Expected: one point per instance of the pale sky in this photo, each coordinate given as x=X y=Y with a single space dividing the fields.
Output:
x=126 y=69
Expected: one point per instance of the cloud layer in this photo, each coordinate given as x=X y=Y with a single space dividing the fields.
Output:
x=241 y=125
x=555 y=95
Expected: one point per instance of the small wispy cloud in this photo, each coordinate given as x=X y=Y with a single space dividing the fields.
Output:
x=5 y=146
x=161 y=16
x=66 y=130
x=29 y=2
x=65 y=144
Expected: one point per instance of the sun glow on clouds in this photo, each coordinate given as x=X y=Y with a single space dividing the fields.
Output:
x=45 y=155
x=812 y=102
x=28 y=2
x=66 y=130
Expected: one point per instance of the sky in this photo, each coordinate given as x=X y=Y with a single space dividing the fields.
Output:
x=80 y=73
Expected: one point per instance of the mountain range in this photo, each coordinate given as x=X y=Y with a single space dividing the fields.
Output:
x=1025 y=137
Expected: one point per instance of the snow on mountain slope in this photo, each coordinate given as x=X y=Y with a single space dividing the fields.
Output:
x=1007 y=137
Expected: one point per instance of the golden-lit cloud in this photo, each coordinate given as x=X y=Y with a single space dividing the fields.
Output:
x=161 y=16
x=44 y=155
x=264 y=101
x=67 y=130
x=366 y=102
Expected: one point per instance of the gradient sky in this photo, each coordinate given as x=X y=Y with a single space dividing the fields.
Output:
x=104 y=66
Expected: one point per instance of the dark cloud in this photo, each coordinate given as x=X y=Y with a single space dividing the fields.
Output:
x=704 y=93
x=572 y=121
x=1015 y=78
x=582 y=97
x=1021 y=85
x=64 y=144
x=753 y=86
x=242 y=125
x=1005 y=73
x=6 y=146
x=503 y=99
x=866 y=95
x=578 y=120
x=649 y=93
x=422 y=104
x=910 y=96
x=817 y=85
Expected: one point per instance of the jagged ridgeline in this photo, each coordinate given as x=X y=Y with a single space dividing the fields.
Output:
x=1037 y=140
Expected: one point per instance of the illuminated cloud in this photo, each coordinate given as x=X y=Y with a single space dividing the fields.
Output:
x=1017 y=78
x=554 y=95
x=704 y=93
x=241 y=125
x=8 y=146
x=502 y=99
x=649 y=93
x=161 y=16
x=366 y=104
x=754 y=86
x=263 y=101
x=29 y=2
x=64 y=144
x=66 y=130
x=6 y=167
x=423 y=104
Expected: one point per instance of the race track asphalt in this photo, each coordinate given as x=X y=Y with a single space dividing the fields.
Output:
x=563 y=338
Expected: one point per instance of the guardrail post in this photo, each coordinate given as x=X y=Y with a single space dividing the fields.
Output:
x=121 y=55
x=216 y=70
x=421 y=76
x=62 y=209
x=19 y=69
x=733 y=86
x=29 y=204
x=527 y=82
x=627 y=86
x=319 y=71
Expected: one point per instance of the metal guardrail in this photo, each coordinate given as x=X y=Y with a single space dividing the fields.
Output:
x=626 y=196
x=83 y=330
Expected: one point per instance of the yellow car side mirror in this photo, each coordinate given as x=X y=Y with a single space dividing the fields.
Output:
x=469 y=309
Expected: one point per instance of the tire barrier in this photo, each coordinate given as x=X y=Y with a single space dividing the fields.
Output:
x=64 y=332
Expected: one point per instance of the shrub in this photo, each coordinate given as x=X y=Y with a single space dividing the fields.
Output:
____
=== Exercise brief ===
Extract all the entries word for word.

=== Expected answer ===
Expected: one point per instance of the pale sky in this photo, each coordinate given as x=X y=Y with a single space dividing the fields.
Output:
x=126 y=69
Expected: one point per instance of the cloud layer in this photo, each coordinate given as x=X y=Y with a single space dividing the fields.
Output:
x=241 y=125
x=555 y=95
Expected: one point per instance of the small wispy cloud in this photo, each coordinate given as x=X y=Y with a single space dividing the fields.
Output:
x=5 y=146
x=161 y=16
x=66 y=130
x=29 y=2
x=65 y=144
Expected: one point per instance of the sun glow on clouds in this photo, each coordinate given as x=X y=Y with a single space dividing the fields.
Output:
x=45 y=155
x=812 y=102
x=28 y=2
x=66 y=130
Expected: one point per instance of the sky in this photo, each coordinate given as x=X y=Y with a single space dividing the fields.
Output:
x=80 y=73
Expected: one point per instance of the mountain range in this photo, each coordinate given as x=X y=Y with a single space dividing the fields.
Output:
x=1025 y=137
Expected: one point per instance of the snow on mountain slope in this photo, each coordinate given as x=X y=Y with a single space dividing the fields.
Output:
x=1007 y=137
Expected: one point per instance of the golden-lit cloud in this photo, each coordinate given as x=X y=Y with a single space dividing the fields.
Output:
x=161 y=16
x=44 y=155
x=264 y=101
x=67 y=130
x=366 y=102
Expected: one point per instance of the gradient sky in this photo, each coordinate given as x=X y=Y with a single space dividing the fields.
Output:
x=104 y=66
Expected: one point per instance of the dark cloud in this photo, each coordinate given as x=X y=Y with a single space dividing the fields.
Output:
x=704 y=93
x=572 y=121
x=1015 y=78
x=582 y=97
x=1021 y=85
x=64 y=144
x=753 y=86
x=242 y=125
x=1005 y=73
x=6 y=146
x=503 y=99
x=866 y=95
x=578 y=120
x=649 y=93
x=422 y=104
x=910 y=96
x=817 y=85
Expected: one point per instance of the jagged ridgeline in this photo, each coordinate given as x=X y=Y with a single space dividing the fields.
Output:
x=1037 y=140
Expected: one point per instance of the illuminated cloud in this photo, each coordinate given as x=X y=Y with a single space dividing the fields.
Output:
x=1017 y=78
x=554 y=95
x=704 y=93
x=241 y=125
x=8 y=146
x=502 y=99
x=649 y=93
x=161 y=16
x=366 y=104
x=754 y=86
x=263 y=101
x=29 y=2
x=64 y=144
x=66 y=130
x=6 y=167
x=423 y=104
Expected: one point per instance of the race track asphalt in this photo, each coordinate given as x=X y=Y with a single space dividing the fields.
Output:
x=563 y=338
Expected: one point per instance of the guardrail post in this photo, each coordinate given as x=X y=Y with a single space dividing the fields.
Output:
x=121 y=55
x=216 y=70
x=421 y=76
x=62 y=209
x=19 y=69
x=733 y=86
x=29 y=204
x=527 y=82
x=627 y=86
x=319 y=71
Expected: one point per instance of the metal guardrail in this photo, each coordinate given as x=X y=Y with a single space dividing the fields.
Output:
x=626 y=196
x=83 y=330
Expected: one point per instance of the yellow car side mirror in this photo, each coordinate given as x=X y=Y with a single space dividing the fields.
Output:
x=469 y=309
Expected: one point per instance of the tire barrier in this photo, each coordinate given as x=X y=Y with a single space dividing the fields.
Output:
x=64 y=332
Expected: one point per instance of the shrub in this photo, each coordinate given as x=X y=Y with a single space dividing the fields.
Output:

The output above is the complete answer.